— BEGIN INFORMATION GIVEN —

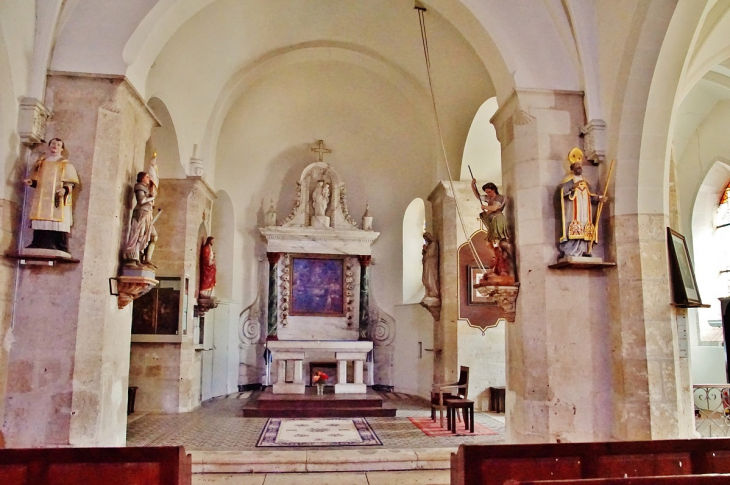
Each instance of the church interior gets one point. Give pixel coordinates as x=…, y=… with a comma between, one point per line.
x=216, y=210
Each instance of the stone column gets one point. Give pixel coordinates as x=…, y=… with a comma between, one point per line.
x=445, y=331
x=364, y=296
x=358, y=371
x=69, y=363
x=558, y=355
x=168, y=374
x=273, y=296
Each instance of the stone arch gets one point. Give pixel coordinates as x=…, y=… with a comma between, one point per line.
x=165, y=141
x=414, y=224
x=222, y=229
x=707, y=245
x=482, y=150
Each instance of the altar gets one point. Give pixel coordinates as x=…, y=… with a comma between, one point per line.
x=291, y=353
x=318, y=303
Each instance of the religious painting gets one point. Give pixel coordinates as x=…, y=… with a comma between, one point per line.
x=475, y=277
x=317, y=287
x=683, y=276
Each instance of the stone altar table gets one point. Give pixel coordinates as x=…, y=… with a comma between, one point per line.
x=291, y=352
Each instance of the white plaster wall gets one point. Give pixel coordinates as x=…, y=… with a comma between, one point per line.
x=413, y=222
x=379, y=150
x=229, y=38
x=413, y=374
x=698, y=176
x=482, y=151
x=484, y=354
x=17, y=27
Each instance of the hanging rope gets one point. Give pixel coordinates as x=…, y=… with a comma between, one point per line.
x=424, y=39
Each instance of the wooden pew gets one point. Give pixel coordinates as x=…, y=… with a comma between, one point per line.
x=495, y=464
x=119, y=466
x=712, y=479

— END INFORMATION GIVEN —

→ WHAT TO DO
Turn the lines above into a JSON list of strings, one string per line, with blank lines dropped. Leave the pictures out.

→ EXERCISE OUTPUT
[
  "Each instance of the church interior gets one point. Give pixel coordinates as x=…, y=… with a comma between, one point per line.",
  "x=216, y=210",
  "Each instance of the stone column gets one point. Give pixel coordinates as x=…, y=… with a comma between, one point per line.",
  "x=445, y=331",
  "x=364, y=296",
  "x=358, y=371",
  "x=69, y=363",
  "x=558, y=355",
  "x=168, y=374",
  "x=273, y=296",
  "Each instance of the stone arch gets one point. Give pixel coordinates as x=…, y=… with a comma between, one point per line.",
  "x=165, y=141",
  "x=414, y=224",
  "x=222, y=229",
  "x=707, y=245",
  "x=482, y=150",
  "Each instance of the altar gets one point. Give pixel coordinates as x=…, y=… with a comma between, one point per line.",
  "x=291, y=353",
  "x=318, y=303",
  "Each instance of the religious painting gets one point. Give pixel coordinates as x=…, y=… with a comma between, one point per line.",
  "x=475, y=277",
  "x=317, y=287",
  "x=683, y=276",
  "Each instance of the stone altar table gets one point. Give pixel coordinates as x=…, y=… with a comma between, one point per line.",
  "x=291, y=352",
  "Each instance of the white plaster wall gets one point. Give pixel coordinates as x=…, y=… with a comma between, one point per line.",
  "x=413, y=222",
  "x=379, y=150",
  "x=229, y=38",
  "x=413, y=374",
  "x=698, y=176",
  "x=482, y=151",
  "x=484, y=354",
  "x=17, y=27",
  "Each instance of the hanging rope gets one point. Give pixel coordinates as x=…, y=… with a comma between, one point per line.",
  "x=424, y=39",
  "Each instance of the wooden pew gets one point. Give pixel coordinates as x=…, y=… with a comma between, one point per line.",
  "x=495, y=464",
  "x=119, y=466",
  "x=712, y=479"
]